◆ **Task details**:
Pick out each line in the records below that contains the word "reel", and copy those lines.

◆ **Dataset content**:
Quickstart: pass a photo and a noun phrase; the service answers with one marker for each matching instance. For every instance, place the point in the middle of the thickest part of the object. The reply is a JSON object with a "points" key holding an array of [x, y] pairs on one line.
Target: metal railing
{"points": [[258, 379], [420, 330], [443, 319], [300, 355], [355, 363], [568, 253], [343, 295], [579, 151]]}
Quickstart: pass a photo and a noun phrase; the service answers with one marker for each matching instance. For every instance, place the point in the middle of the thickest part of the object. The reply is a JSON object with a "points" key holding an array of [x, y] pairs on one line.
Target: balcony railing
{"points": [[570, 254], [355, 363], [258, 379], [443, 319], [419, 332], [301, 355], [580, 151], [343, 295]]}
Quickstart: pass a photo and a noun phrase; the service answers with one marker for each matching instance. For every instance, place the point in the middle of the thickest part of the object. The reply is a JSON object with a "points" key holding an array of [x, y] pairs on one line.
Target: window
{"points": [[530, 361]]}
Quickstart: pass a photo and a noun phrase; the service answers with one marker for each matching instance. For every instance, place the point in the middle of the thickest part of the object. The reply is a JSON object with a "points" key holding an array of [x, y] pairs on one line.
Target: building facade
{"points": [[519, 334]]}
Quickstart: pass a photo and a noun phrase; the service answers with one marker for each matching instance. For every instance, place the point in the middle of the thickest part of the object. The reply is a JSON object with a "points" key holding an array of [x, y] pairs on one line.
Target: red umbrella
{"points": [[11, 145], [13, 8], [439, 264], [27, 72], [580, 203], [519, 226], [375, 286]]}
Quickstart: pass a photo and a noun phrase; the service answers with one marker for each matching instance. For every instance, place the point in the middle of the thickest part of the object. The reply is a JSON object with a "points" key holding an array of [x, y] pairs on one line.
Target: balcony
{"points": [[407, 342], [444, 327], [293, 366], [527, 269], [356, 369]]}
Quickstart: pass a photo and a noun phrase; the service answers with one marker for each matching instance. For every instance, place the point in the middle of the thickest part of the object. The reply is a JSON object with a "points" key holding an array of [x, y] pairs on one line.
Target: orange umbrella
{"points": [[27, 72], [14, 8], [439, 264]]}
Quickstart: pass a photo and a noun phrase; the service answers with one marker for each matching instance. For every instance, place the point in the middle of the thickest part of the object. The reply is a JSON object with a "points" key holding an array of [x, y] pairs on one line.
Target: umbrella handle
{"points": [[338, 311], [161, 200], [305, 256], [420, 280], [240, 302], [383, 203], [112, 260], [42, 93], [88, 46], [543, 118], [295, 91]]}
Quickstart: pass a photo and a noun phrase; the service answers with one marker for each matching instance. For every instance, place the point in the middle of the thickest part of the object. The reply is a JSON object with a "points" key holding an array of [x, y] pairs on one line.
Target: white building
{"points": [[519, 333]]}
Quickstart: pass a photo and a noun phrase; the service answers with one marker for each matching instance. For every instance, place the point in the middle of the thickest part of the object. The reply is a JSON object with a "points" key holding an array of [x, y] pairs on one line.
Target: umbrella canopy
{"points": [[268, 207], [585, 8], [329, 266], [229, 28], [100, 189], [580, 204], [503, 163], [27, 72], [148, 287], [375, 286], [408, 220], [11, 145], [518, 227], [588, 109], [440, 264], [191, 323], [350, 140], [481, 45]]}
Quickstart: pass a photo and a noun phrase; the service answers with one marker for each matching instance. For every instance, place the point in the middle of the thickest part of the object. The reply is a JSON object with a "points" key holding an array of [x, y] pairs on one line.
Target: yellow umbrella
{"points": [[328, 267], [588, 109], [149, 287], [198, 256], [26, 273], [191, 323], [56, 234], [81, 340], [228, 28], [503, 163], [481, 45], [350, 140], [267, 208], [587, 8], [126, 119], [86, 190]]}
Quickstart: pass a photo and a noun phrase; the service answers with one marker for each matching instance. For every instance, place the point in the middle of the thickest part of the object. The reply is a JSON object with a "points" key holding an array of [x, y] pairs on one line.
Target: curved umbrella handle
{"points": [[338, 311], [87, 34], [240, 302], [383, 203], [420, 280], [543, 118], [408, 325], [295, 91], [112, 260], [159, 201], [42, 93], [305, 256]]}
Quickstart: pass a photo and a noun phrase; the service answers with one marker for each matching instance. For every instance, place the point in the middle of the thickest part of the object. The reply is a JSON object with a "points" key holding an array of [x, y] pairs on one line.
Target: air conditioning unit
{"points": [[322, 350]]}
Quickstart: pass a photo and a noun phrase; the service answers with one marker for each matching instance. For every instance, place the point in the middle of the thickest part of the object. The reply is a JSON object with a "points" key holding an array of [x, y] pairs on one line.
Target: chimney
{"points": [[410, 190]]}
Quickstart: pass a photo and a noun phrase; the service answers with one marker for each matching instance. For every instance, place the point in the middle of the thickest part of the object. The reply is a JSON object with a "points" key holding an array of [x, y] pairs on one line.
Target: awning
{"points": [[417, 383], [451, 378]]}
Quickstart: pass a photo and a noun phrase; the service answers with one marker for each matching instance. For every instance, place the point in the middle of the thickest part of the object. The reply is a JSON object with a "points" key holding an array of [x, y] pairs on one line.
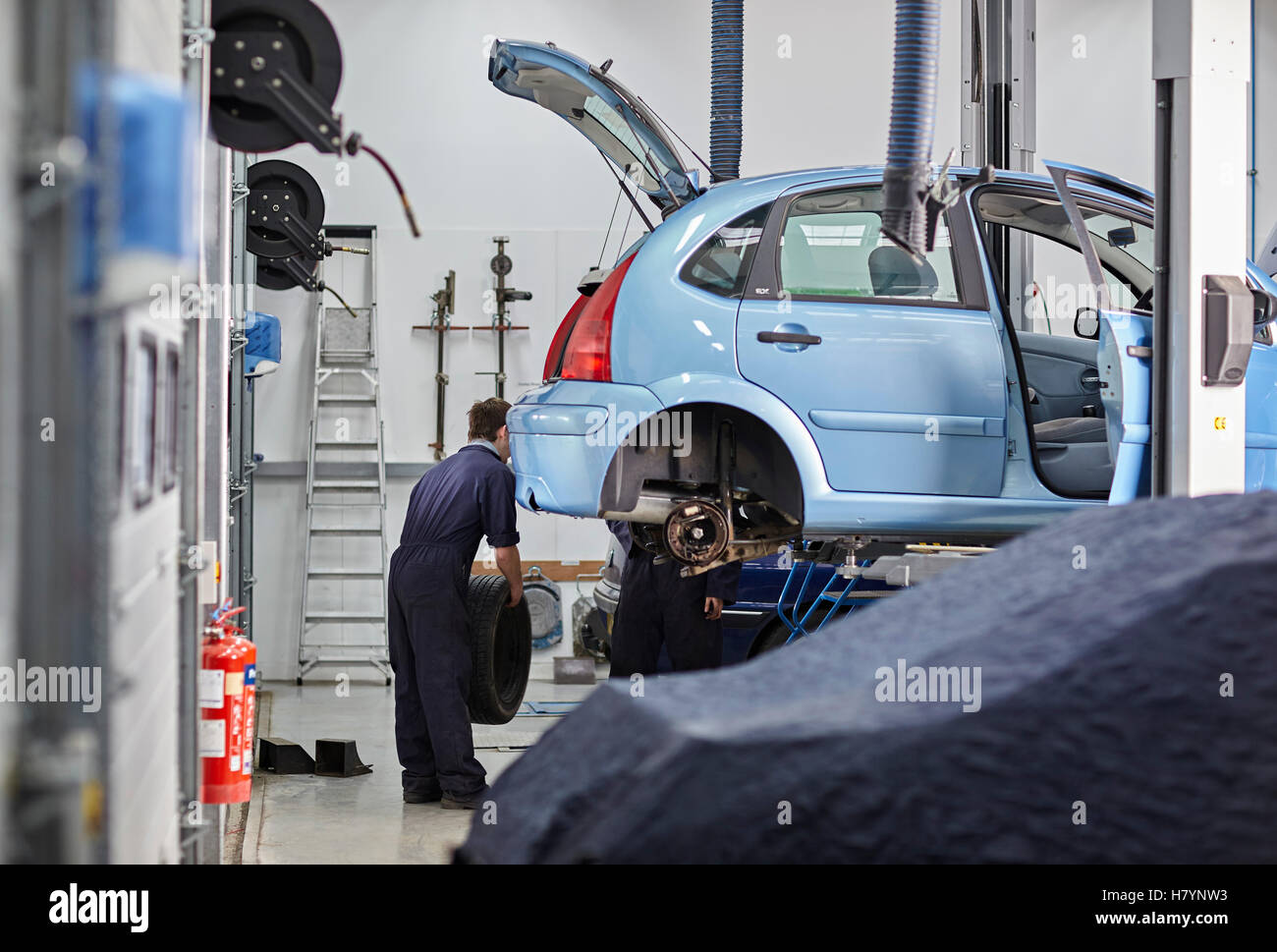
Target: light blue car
{"points": [[765, 364]]}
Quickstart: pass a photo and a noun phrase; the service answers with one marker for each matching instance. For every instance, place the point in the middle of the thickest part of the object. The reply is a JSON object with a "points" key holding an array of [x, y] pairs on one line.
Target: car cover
{"points": [[1127, 712]]}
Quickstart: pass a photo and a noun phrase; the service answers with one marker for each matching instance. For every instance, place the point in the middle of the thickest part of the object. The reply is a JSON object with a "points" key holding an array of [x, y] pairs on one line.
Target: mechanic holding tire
{"points": [[659, 606], [458, 501]]}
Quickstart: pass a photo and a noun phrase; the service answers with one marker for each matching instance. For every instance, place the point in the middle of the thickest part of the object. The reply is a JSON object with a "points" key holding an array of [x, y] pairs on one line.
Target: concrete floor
{"points": [[364, 819]]}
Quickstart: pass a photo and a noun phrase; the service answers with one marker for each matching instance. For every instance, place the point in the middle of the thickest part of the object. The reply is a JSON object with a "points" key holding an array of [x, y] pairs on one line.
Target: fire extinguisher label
{"points": [[212, 738], [211, 688]]}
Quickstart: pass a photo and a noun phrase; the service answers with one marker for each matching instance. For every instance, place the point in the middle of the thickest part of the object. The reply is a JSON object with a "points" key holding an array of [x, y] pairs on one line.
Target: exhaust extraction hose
{"points": [[914, 122], [727, 82]]}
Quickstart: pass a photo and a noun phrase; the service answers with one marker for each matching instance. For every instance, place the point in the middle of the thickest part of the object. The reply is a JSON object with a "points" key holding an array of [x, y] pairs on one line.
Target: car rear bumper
{"points": [[563, 436]]}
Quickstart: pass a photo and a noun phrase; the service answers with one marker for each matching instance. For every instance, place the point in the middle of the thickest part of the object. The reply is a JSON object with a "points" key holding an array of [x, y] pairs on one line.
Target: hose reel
{"points": [[275, 71]]}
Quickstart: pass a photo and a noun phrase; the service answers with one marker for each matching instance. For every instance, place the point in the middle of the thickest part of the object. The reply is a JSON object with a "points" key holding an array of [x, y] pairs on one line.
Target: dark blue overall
{"points": [[659, 606], [458, 501]]}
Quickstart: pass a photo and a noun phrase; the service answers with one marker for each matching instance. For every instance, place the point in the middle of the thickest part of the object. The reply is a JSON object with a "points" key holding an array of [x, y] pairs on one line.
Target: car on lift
{"points": [[765, 364]]}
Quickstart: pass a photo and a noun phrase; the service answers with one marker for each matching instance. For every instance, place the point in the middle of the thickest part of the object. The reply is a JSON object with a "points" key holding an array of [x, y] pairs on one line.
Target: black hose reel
{"points": [[275, 72], [285, 209]]}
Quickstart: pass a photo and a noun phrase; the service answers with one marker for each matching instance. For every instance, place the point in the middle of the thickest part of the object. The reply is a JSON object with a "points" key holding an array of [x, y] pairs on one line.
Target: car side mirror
{"points": [[1265, 306], [1085, 323]]}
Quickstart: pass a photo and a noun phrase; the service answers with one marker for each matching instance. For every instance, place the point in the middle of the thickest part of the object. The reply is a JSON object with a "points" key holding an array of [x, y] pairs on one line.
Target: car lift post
{"points": [[441, 322], [501, 266], [999, 119], [1200, 68]]}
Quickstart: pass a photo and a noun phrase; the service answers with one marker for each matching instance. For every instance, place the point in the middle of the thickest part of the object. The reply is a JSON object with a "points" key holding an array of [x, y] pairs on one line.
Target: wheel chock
{"points": [[339, 757], [281, 756]]}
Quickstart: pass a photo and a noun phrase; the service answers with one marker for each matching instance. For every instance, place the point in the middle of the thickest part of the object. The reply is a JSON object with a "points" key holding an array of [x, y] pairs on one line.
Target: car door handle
{"points": [[780, 338]]}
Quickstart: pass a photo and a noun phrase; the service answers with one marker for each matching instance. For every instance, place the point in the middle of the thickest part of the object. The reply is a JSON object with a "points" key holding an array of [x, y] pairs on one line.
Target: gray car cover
{"points": [[1127, 663]]}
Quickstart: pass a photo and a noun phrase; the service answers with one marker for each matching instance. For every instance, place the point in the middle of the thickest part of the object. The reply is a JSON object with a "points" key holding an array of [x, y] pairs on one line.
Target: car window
{"points": [[833, 246], [722, 264], [1059, 285]]}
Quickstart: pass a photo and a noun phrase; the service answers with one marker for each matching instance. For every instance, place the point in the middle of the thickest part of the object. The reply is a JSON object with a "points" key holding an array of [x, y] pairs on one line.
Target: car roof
{"points": [[782, 182]]}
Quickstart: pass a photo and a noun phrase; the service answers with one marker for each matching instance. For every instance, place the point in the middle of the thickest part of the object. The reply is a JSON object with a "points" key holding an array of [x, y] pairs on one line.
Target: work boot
{"points": [[464, 802], [422, 794]]}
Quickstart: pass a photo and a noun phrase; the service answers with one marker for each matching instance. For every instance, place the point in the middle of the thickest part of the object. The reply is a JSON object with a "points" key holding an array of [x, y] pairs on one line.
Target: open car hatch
{"points": [[599, 107]]}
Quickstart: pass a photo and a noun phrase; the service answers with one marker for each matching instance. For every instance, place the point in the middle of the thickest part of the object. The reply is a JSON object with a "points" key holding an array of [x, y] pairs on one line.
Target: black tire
{"points": [[501, 645]]}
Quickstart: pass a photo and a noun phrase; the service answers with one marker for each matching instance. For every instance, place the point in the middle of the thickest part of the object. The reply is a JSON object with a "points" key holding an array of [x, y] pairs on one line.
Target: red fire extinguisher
{"points": [[250, 705], [222, 712]]}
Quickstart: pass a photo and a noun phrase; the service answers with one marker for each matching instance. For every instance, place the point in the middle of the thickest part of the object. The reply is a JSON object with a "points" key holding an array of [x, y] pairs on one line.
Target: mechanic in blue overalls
{"points": [[660, 607], [467, 496]]}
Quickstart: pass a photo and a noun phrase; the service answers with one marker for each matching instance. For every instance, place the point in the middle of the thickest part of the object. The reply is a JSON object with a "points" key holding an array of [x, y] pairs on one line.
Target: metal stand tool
{"points": [[441, 322], [501, 266]]}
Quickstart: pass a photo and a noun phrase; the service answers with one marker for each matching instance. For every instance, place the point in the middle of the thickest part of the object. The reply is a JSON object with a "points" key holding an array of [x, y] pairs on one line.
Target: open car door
{"points": [[1125, 353]]}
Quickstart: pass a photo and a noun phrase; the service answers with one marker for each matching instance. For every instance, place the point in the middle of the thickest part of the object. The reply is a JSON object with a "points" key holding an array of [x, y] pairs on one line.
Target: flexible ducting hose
{"points": [[914, 122], [727, 82]]}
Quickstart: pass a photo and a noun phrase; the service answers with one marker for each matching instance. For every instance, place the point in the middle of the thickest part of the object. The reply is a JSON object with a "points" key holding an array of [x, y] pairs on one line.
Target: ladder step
{"points": [[346, 617]]}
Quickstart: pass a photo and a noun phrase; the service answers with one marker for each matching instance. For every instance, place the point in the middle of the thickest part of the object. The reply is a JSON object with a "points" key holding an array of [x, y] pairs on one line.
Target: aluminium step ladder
{"points": [[344, 578]]}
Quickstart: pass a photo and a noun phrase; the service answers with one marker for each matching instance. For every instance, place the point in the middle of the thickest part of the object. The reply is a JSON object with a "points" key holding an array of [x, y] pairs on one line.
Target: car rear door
{"points": [[1124, 357], [895, 369]]}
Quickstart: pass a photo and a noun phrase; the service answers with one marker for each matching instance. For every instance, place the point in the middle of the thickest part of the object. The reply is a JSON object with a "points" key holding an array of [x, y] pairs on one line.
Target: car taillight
{"points": [[561, 335], [588, 345]]}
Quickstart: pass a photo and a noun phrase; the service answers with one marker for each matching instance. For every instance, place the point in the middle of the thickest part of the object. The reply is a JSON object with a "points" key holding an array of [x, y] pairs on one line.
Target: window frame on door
{"points": [[764, 281]]}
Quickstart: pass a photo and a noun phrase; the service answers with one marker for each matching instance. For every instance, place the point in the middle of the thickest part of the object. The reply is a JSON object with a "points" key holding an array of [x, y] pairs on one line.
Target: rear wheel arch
{"points": [[764, 462]]}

◆ **Task response**:
Target: hose reel
Target: black hose reel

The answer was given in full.